═════ Given passage ═════

# 2X10 on tandem



## Hurricane Jeff (Jan 1, 2006)

I was considering running a SRAM 2X10 on my Venatana El Testigo, my only concerns are running the 11-36 cassette. I would be using the SRAM PG 1050 11-36 cassette because it uses a steel 36t cog instead on an aluminum one. Has anyone tried or is using this setup?


----------



## Blaster1200 (Feb 20, 2004)

Yes. http://salsacycles.com/culture/prototype_talk_-_lets_discuss/


----------



## TandemNut (Mar 12, 2004)

PMK went 2x10 or 2x9 on his Fandango. Mixed results at best. I think you can find the details in the Fandango thread here on MTBR. 
Also, riveted cassettes won't hold up under most tandem teams. I don't see the newer 36T cassettes beting any stronger than the 34's and 32's that get folded regularly, and in fact they're probably not even as strong, given the larger diameter of the cog.

═════

# Written problem 1
Please output the records below as a JSON list of strings, one string per line with blank lines omitted, from the first line up to and including the line containing "<point>925,278</point>". Leave the pictures out of the list.

═════ Dataset content ═════

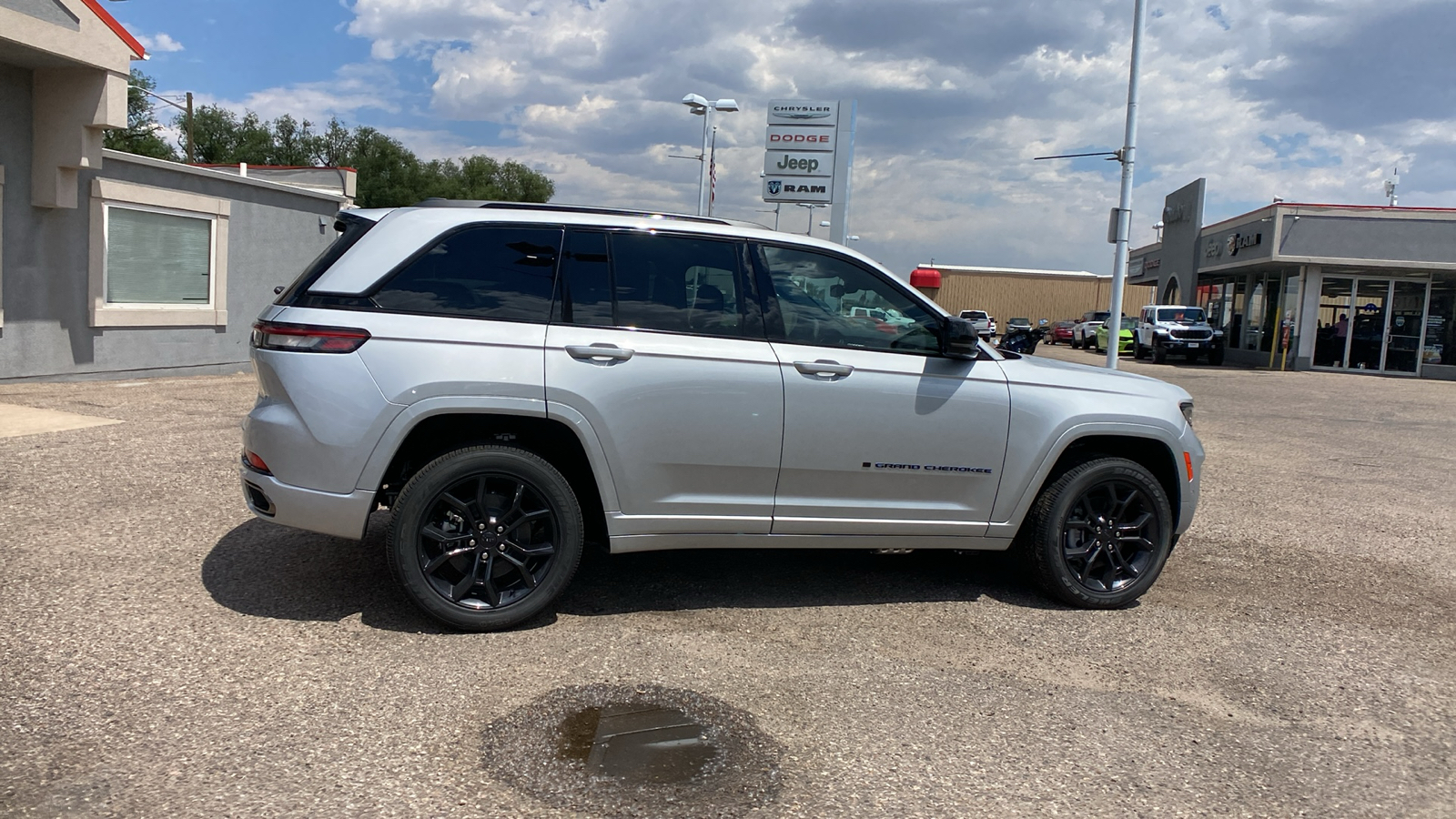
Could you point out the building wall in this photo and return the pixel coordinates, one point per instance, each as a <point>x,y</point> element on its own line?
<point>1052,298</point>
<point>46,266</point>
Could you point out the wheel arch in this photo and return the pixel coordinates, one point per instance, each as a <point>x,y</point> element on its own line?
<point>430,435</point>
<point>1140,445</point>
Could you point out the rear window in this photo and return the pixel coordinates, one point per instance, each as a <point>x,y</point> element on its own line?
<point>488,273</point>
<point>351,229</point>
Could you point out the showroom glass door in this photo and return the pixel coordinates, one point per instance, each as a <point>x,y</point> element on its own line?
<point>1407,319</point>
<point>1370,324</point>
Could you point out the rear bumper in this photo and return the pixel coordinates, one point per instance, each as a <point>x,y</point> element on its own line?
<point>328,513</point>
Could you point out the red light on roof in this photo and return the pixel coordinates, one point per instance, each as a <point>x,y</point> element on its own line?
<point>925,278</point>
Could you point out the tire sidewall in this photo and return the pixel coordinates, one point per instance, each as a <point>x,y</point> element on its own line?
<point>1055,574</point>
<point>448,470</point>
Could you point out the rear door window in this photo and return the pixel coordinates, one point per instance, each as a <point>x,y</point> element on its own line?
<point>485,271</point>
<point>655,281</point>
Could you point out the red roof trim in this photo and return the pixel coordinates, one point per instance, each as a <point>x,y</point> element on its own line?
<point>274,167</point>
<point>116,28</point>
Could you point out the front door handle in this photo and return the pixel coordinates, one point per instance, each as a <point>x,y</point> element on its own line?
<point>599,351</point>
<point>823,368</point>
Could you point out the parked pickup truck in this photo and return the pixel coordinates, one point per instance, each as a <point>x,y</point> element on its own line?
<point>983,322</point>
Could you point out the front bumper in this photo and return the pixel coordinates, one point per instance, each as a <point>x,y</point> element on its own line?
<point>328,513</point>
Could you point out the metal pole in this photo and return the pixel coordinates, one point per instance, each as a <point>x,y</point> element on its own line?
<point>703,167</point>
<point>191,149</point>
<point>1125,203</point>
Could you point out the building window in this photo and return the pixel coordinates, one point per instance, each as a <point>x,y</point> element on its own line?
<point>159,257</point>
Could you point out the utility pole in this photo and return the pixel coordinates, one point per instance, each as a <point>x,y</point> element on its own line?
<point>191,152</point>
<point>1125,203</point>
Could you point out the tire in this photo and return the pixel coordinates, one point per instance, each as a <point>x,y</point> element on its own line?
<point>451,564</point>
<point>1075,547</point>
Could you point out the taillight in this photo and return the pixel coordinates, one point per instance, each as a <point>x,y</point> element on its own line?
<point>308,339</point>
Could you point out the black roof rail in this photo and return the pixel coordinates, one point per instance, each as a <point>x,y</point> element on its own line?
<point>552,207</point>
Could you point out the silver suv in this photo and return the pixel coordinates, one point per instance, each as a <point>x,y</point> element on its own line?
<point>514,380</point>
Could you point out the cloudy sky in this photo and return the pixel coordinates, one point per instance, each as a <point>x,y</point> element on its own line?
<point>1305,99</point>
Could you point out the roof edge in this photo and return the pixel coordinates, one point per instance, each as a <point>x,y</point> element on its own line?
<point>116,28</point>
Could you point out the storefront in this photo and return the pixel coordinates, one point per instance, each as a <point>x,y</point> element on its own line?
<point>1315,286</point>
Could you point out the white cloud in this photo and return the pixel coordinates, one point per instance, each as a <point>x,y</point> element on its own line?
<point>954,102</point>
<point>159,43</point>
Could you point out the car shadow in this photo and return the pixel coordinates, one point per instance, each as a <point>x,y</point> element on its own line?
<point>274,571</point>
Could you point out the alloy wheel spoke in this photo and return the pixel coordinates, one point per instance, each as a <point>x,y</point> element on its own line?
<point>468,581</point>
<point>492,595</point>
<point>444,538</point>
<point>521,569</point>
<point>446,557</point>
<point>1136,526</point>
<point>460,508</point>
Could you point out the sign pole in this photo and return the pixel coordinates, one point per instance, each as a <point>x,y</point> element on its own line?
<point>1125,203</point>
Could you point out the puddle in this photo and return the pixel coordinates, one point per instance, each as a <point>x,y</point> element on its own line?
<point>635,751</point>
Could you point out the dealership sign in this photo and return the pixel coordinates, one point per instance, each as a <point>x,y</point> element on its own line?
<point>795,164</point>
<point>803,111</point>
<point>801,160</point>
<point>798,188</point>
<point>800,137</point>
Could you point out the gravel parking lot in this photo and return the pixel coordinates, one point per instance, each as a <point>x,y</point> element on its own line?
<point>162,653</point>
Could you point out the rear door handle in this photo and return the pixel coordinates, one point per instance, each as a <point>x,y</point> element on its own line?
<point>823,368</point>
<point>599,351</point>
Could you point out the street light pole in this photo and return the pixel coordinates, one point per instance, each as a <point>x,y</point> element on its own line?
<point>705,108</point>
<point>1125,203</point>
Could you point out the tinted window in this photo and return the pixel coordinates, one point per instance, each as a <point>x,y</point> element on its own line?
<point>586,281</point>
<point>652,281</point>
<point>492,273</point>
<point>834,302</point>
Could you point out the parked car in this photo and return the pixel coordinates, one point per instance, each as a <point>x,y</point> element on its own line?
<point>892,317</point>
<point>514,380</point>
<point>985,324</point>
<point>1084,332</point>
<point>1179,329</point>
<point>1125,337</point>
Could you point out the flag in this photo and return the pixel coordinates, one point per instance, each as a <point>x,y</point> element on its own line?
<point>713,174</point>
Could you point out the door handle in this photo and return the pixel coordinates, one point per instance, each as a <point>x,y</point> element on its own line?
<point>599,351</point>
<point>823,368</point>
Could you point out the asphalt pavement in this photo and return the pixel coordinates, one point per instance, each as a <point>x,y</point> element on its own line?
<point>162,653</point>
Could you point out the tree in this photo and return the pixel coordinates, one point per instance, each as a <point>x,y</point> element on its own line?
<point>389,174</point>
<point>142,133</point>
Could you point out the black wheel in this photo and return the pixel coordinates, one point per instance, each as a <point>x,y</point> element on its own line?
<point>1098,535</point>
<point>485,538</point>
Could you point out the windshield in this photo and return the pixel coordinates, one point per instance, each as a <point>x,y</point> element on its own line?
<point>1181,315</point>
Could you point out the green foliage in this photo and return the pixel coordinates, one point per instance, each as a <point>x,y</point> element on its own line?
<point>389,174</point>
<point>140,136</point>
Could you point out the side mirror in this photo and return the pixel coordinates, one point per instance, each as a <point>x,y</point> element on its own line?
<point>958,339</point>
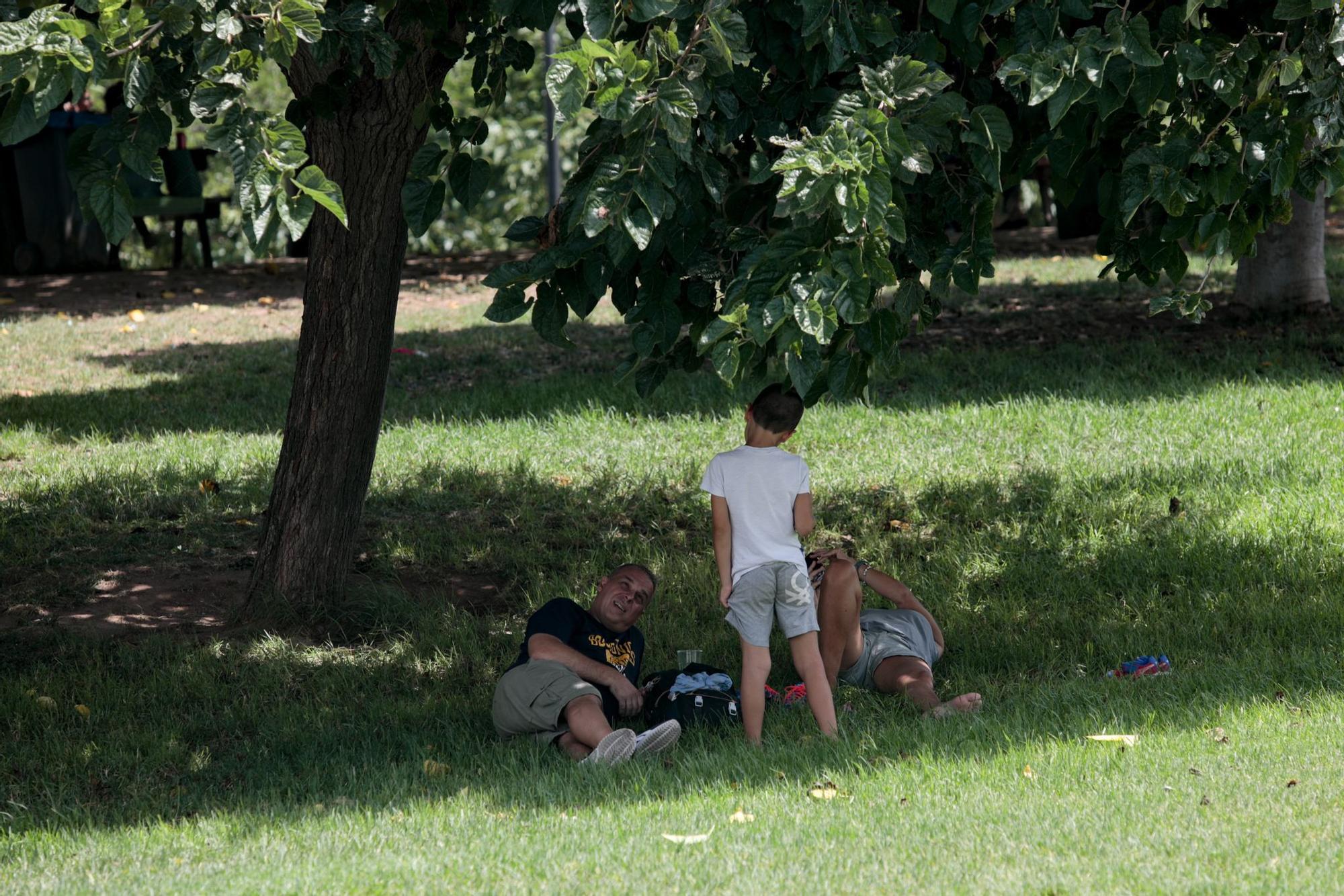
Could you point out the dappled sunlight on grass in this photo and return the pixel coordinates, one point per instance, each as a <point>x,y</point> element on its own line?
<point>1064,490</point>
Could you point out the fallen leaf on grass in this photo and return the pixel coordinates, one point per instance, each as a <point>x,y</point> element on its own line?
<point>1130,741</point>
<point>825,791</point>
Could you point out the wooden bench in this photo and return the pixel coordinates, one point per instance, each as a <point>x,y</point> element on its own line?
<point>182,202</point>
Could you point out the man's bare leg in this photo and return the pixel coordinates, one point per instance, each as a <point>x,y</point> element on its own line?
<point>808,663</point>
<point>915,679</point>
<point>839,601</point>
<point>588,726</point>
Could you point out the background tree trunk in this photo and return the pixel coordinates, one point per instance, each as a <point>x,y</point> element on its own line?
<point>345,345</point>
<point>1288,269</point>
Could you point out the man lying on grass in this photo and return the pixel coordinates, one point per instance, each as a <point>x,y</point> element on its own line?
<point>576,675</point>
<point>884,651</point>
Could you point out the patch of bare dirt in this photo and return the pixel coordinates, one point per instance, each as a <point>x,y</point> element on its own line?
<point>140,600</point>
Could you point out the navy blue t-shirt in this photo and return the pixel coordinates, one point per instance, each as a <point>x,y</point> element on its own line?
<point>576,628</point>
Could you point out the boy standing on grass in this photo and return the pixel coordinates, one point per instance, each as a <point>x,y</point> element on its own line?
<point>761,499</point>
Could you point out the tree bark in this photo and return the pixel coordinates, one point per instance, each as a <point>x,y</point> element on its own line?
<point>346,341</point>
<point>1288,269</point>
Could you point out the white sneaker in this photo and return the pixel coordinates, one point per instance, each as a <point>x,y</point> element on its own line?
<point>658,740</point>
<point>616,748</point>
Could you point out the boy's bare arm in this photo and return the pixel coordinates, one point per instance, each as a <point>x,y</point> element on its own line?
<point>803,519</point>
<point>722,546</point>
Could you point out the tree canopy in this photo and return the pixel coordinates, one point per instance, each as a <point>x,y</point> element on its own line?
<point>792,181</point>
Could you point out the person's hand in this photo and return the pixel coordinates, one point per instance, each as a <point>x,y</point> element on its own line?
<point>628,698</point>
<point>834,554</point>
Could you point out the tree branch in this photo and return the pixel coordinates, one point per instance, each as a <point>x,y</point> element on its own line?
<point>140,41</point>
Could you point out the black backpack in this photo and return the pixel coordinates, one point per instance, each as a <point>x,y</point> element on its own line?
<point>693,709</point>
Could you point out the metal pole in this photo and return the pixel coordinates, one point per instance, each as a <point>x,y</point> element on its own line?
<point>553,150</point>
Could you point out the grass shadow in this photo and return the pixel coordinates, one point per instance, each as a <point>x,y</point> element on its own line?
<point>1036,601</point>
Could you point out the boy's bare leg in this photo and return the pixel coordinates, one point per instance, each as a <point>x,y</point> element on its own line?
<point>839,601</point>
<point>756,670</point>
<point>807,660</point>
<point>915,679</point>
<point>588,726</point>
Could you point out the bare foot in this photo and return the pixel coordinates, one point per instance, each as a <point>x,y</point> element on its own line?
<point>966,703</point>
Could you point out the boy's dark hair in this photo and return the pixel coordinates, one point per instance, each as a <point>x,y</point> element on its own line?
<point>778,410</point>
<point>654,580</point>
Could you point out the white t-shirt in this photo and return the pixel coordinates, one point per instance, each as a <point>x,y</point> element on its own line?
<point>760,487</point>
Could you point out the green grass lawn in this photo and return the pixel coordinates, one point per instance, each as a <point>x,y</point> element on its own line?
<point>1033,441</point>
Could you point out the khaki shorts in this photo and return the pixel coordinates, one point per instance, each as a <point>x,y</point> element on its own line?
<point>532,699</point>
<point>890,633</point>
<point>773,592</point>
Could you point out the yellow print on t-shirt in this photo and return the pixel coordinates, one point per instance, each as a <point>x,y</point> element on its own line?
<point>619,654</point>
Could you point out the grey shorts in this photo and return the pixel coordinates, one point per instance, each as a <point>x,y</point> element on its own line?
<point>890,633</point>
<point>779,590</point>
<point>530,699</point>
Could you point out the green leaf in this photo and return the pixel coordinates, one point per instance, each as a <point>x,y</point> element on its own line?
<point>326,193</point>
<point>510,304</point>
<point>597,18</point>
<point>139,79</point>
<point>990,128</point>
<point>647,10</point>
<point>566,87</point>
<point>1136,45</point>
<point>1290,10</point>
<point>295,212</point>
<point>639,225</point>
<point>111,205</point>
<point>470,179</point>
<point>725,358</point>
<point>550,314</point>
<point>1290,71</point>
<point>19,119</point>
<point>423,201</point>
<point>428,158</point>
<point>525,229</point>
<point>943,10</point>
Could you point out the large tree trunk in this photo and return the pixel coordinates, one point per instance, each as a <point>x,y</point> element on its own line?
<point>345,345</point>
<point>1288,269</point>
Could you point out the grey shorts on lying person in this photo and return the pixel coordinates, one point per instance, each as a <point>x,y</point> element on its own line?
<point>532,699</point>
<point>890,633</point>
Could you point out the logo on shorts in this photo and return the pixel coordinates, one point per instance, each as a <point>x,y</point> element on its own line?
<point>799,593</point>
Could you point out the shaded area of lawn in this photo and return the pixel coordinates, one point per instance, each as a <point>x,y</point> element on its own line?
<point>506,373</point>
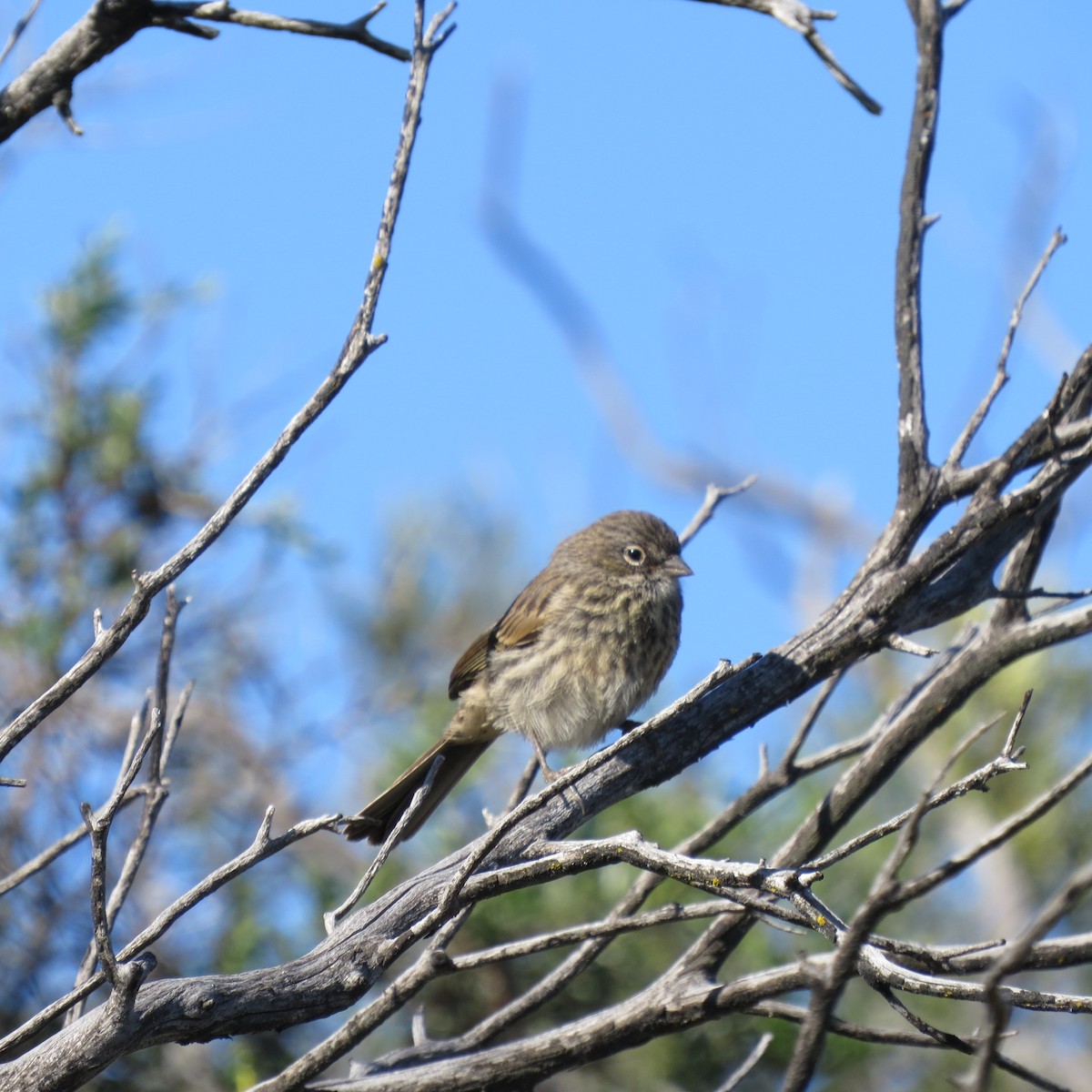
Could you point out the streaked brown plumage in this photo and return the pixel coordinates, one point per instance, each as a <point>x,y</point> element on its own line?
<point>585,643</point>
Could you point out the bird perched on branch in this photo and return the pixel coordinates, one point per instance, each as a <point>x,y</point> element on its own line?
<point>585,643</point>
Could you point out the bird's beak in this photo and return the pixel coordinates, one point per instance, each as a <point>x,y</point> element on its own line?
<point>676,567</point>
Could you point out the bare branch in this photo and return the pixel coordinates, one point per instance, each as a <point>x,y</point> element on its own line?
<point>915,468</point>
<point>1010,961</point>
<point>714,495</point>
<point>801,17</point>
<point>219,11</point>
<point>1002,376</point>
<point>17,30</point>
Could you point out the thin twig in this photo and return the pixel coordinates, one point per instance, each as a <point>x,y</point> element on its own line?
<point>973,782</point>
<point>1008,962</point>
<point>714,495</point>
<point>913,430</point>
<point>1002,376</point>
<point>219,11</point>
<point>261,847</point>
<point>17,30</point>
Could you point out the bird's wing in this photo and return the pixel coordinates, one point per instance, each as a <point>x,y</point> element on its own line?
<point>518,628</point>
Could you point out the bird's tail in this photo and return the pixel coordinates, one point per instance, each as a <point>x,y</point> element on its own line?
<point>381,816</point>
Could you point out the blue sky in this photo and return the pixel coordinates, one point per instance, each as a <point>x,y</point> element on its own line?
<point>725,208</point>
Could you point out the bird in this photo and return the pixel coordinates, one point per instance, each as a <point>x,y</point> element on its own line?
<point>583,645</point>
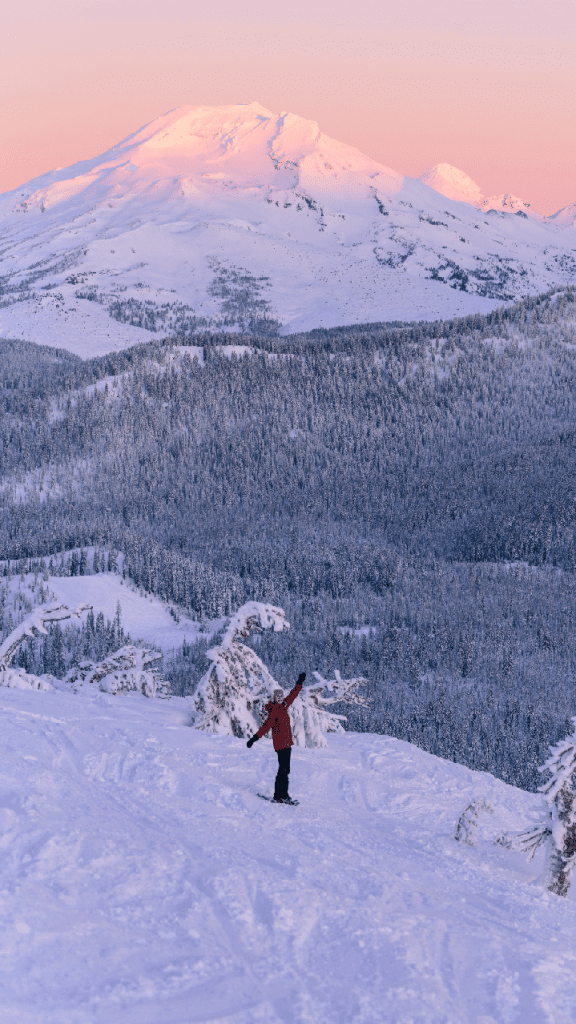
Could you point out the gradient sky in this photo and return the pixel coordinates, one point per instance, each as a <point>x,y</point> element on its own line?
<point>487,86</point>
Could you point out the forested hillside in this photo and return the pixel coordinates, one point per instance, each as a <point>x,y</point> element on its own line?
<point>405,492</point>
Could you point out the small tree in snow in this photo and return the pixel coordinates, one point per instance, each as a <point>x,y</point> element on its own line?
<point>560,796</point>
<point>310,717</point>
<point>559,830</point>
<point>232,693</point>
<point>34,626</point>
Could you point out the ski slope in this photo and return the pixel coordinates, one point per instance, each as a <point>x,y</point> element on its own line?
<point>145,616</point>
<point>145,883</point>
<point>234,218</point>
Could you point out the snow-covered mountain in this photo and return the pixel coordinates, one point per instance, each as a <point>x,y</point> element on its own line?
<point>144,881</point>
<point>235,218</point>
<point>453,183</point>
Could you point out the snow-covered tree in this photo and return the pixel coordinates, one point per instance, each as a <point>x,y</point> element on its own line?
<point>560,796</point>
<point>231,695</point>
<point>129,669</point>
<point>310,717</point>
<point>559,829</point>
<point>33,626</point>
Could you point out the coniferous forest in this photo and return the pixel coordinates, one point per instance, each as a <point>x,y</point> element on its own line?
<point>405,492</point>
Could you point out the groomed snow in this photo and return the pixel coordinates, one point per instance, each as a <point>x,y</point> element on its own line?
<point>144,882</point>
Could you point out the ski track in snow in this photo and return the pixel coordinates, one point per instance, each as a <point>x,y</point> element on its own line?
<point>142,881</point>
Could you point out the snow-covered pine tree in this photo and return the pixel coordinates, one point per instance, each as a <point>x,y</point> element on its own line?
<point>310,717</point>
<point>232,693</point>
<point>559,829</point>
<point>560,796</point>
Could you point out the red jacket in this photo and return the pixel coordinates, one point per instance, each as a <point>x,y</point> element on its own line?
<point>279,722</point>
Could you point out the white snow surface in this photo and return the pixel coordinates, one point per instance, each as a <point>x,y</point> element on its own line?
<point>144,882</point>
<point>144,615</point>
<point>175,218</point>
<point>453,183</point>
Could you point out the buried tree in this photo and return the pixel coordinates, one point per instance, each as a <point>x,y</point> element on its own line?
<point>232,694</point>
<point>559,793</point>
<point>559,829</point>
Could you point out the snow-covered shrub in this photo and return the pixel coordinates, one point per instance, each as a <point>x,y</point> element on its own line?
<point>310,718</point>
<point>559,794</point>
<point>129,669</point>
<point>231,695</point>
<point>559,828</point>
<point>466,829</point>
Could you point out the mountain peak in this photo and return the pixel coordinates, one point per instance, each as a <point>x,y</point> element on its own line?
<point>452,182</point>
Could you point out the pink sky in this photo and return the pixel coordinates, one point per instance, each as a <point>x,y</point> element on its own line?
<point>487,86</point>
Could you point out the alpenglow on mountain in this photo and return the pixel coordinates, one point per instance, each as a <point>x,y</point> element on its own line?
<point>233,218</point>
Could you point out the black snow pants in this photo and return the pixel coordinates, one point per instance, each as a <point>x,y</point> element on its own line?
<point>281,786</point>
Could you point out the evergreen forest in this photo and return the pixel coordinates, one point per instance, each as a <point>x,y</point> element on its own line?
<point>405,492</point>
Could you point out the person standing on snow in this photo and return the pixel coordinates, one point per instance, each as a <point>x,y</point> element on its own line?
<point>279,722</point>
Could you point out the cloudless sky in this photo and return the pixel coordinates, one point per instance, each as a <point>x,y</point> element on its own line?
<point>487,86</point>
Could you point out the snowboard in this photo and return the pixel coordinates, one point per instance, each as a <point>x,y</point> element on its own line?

═════

# Written problem 2
Reproduce the tandem gearing thread word for word, from "Also, riveted cassettes" up to and including "of the cog.".

# Full output 1
[
  "Could you point out the building wall in this photo and return the pixel coordinates, one point per instance, each as a <point>x,y</point> element on its own line?",
  "<point>1052,298</point>",
  "<point>46,266</point>",
  "Could you point out the wheel arch in this photo and return the pixel coordinates, one point per instance, each as a <point>x,y</point> element on its own line?",
  "<point>430,435</point>",
  "<point>1140,445</point>",
  "Could you point out the rear window in this photo and return the pixel coordinates, one point per instance, each as a <point>x,y</point> element on its own line?",
  "<point>488,273</point>",
  "<point>351,229</point>",
  "Could you point out the showroom glass door in this photo and return the pixel coordinates, one point per instance, each as a <point>x,y</point> element on its own line?",
  "<point>1407,319</point>",
  "<point>1370,324</point>",
  "Could you point out the rear bumper in this photo and return the pixel coordinates, one point per instance, each as a <point>x,y</point> element on its own line?",
  "<point>328,513</point>",
  "Could you point out the red light on roof in this photo and return the pixel coordinates, one point per instance, each as a <point>x,y</point> element on its own line?",
  "<point>925,278</point>"
]

# Full output 2
Also, riveted cassettes won't hold up under most tandem teams. I don't see the newer 36T cassettes beting any stronger than the 34's and 32's that get folded regularly, and in fact they're probably not even as strong, given the larger diameter of the cog.